■ **Work to complete**: Reproduce every one of the entries below word for word, without changing or leaving out any line.

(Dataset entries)
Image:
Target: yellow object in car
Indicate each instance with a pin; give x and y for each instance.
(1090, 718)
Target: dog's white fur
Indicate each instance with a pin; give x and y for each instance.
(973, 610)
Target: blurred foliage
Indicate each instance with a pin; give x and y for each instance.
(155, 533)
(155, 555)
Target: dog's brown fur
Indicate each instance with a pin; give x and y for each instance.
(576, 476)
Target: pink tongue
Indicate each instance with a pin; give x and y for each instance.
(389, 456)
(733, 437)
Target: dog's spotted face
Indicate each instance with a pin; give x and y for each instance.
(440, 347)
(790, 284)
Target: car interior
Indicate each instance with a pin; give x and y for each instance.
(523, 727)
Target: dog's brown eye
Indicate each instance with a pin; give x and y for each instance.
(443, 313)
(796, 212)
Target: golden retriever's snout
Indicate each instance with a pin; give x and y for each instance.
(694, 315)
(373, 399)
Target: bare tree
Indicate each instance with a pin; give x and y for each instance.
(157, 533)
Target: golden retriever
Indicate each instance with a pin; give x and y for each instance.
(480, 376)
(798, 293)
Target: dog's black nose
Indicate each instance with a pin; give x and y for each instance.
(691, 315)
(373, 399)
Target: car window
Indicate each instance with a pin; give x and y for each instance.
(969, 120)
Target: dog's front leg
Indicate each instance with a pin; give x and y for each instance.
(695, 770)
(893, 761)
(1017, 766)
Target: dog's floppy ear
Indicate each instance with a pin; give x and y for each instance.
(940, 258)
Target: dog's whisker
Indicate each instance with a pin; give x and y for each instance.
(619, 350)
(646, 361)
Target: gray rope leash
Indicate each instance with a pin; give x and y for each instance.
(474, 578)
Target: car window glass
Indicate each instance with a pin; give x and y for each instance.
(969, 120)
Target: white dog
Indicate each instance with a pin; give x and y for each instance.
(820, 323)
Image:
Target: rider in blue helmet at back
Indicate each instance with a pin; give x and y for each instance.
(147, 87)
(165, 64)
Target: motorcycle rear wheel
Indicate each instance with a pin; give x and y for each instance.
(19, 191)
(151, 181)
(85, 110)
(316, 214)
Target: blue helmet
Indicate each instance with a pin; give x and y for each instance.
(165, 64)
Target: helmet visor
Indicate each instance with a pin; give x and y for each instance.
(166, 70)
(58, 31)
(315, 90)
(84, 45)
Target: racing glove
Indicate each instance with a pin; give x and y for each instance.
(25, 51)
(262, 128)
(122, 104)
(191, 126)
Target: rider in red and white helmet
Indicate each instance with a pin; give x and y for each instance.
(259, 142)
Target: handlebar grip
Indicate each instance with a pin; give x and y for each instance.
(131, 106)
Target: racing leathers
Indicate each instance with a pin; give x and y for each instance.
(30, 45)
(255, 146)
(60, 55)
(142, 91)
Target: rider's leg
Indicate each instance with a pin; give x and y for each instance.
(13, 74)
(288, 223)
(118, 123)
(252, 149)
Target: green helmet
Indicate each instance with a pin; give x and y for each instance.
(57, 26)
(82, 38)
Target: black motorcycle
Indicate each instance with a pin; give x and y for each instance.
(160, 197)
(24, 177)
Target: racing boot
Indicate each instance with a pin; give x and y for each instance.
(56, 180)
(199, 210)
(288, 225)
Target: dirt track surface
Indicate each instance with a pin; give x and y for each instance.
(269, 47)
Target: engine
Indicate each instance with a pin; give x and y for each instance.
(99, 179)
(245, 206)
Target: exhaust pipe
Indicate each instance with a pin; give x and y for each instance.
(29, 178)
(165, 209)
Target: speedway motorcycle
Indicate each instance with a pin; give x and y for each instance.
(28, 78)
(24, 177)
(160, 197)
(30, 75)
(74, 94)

■ **Exercise result**:
Image:
Target: yellow object in car
Indicate each instance with a pin; give x and y for each instance.
(1090, 718)
Target: dog's white fur
Indicate each instance with a pin; give x and y for each instance.
(973, 610)
Target: blurred foliage
Indicate each instance with a pin; give x and y for each instance.
(155, 533)
(155, 555)
Target: dog's brown fur
Indicate each instance with a pin; give x and y for each instance.
(576, 476)
Target: pink tongue
Indicate each instance with a pin; give x and y for each instance.
(389, 456)
(733, 437)
Target: dog's spotted face
Indicate each instance with a pin; give x and y for each instance.
(440, 347)
(790, 284)
Target: car interior
Indicate each instance with a pin; give x and y for each instance.
(523, 727)
Target: dog's brown eye
Indicate each instance with a pin; give x and y for each instance.
(443, 313)
(796, 212)
Target: golden retriever's snout
Indicate each instance with a pin; give x and y for each instance.
(694, 315)
(373, 399)
Target: bare tree
Indicate each instance with a pin; give x and y for each instance.
(157, 533)
Target: golden retriever
Indicate each instance with a pin; give x and y for each instance.
(480, 376)
(798, 293)
Target: dog's black nose
Indicate each instance with a pin; give x and y for each instance.
(691, 315)
(373, 399)
Target: car window
Indicate each instance with a pin; give x and y for each instance.
(969, 120)
Target: dog's front leg
Indicate each instance with a pin; give x and y for each instance.
(695, 770)
(893, 761)
(1017, 766)
Target: dog's floppy ear
Indicate each instance with a pin; give x and y for each instance.
(940, 258)
Target: dog's whisker
Indicate each instance with a pin; give x and y for each instance.
(619, 350)
(646, 361)
Target: gray rope leash
Indicate each instance with a pin; give x and y for each instance.
(474, 578)
Target: car window glass
Indicate each instance with a pin; give x and y for each instance.
(969, 120)
Target: white dog
Indicate each instance with a pin; give x and y for each instance.
(820, 323)
Image:
Target: rider in blue helmet at back
Indicate each instance with a pin; give x and y for each instance.
(147, 87)
(165, 64)
Target: motorcycle rear wheel
Indicate each instance with a pin; give x and y for each instance.
(19, 191)
(151, 181)
(85, 110)
(316, 214)
Target: blue helmet
Indicate each instance with a pin; give x and y for each instance.
(165, 64)
Target: helmet visor
Indicate each instance with a pin; give x and y for each instance.
(166, 70)
(58, 31)
(315, 90)
(84, 45)
Target: racing glove
Indicate each instance with a pin; give x and y for each instance.
(25, 51)
(262, 128)
(122, 104)
(191, 126)
Target: rider in red and white helmet
Indicate each instance with a pin; give x and y for each instance.
(259, 142)
Target: handlebar grip
Indicate each instance with a pin; give x and y for each instance.
(131, 106)
Target: racing leathers
Indicate each instance with a pin; give x and y for each instance.
(30, 45)
(255, 146)
(60, 55)
(142, 91)
Target: rider's leg
Indicate each instance with a pin; give x and y for each instance.
(13, 74)
(288, 223)
(118, 123)
(252, 149)
Target: green helmet
Indicate each instance with a pin; give x and y for each instance.
(57, 26)
(82, 38)
Target: black motorcycle
Indicate each instance with a pin; give x and y for each instance.
(160, 197)
(24, 177)
Target: racing boot
Indicate each instance with a pin; give x and y for each instance.
(56, 180)
(199, 210)
(288, 225)
Target: dirt track surface
Indicate each instance with a pin; give x and y for each instance.
(269, 47)
Target: engine
Indicate each instance with a pin; give x and y for each instance.
(99, 179)
(245, 206)
Target: exhaust pipe
Indicate each instance with a pin; give x and y for each instance.
(29, 178)
(165, 209)
Target: speedway motorcycle
Indicate each instance with a pin; give x and y for each instance.
(28, 78)
(24, 177)
(160, 197)
(30, 75)
(74, 94)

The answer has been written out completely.